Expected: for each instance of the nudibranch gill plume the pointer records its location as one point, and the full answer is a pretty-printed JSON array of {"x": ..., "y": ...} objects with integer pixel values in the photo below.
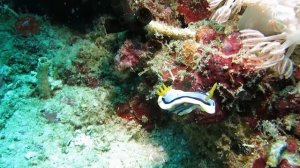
[{"x": 181, "y": 103}]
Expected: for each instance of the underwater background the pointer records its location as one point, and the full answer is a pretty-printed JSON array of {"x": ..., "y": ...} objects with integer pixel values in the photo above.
[{"x": 149, "y": 83}]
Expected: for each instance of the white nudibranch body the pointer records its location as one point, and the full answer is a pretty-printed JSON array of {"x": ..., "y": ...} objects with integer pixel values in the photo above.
[{"x": 181, "y": 103}]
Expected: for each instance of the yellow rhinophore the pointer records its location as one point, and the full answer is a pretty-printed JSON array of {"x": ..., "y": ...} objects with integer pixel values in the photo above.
[
  {"x": 211, "y": 92},
  {"x": 163, "y": 90}
]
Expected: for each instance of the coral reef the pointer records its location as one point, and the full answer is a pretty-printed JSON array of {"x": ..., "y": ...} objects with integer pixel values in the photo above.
[{"x": 96, "y": 105}]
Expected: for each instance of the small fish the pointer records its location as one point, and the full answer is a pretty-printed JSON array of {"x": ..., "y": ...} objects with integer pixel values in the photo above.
[{"x": 181, "y": 103}]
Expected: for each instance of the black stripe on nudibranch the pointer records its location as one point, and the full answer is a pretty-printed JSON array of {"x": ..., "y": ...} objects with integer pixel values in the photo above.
[{"x": 203, "y": 101}]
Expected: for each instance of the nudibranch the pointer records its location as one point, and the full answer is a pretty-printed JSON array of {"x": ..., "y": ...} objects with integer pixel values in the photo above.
[{"x": 180, "y": 102}]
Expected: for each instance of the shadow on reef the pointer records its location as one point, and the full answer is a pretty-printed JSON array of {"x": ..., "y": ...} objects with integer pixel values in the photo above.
[{"x": 77, "y": 14}]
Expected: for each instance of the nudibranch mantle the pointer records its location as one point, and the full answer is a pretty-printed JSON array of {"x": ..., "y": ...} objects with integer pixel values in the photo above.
[{"x": 181, "y": 103}]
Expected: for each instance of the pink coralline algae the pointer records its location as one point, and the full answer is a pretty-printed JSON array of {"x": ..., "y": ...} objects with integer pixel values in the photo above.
[
  {"x": 130, "y": 55},
  {"x": 231, "y": 44}
]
= = =
For this exercise, transcribe the entries verbatim and skip all pictures.

= Answer box =
Expected: for each instance of the nudibranch gill plume the pointer records its location as one point, and the full answer is a pretty-printed JSON array of {"x": ..., "y": ...} objects with integer pixel values in the photo below.
[{"x": 181, "y": 103}]
Expected: for each instance of the underwater background the pointer records its location as one point, and the full answer is a pretty-printed JSON array of {"x": ..., "y": ...} objects with integer pixel values in the photo above.
[{"x": 149, "y": 83}]
Expected: for each instance of the white nudibranch body the pointer records its location as one point, and the full answer is a pretty-printed JSON array of {"x": ..., "y": ...} objects with integer pixel values in the photo above.
[{"x": 181, "y": 103}]
Expected: for each instance of the yellow rhinophore the pointer records its location as one point, and the full answer is a pretty-printed JSON array of {"x": ..., "y": ...} objects with integer pixel values in the photo above.
[
  {"x": 211, "y": 92},
  {"x": 163, "y": 90}
]
Expected: for each instance of the coral reef the pointer records its location as one point, and the full answer is a pretty-printed JSON array of {"x": ..., "y": ...} objects with integer pixel values in the photo above.
[{"x": 96, "y": 105}]
Expected: for each instance of the small fish the pointer records its location as one point, and the full answer is a pretty-printed JSON array of {"x": ..., "y": ...} objects with integer pixel values in the photo above.
[{"x": 181, "y": 103}]
Expected: for each instance of the black stripe on nudibranch the pointer records its location as one point, and the full answer is a pretty-printed JSON array of {"x": ..., "y": ...} objects with integer pixel values in the photo above.
[{"x": 203, "y": 101}]
Expected: for each instance of the nudibranch the pointer records its location as one point, and the full answer is a pretty-printed JSON array of {"x": ..., "y": ...} objects with integer pixel values in the photo above.
[{"x": 180, "y": 102}]
Expected: for each instance of the shadow on reef the pointer records its location as one point, and the full answer is a pretty-printed JSON array of {"x": ..., "y": ...} objects with integer pixel values in the photo above.
[{"x": 77, "y": 14}]
Expected: for each instance of the nudibranch mantle the pointer records its location as one point, and the full answer is a pretty-printed JSON array of {"x": ..., "y": ...} objects with integer pixel values in the photo above.
[{"x": 181, "y": 103}]
Expected: for each instance of the pink coralline algae the pointer records its location as one point, and the full answer is a pretty-printed JSON array of {"x": ..., "y": ...} objects with integer pixel values in the photo above.
[
  {"x": 130, "y": 55},
  {"x": 231, "y": 44}
]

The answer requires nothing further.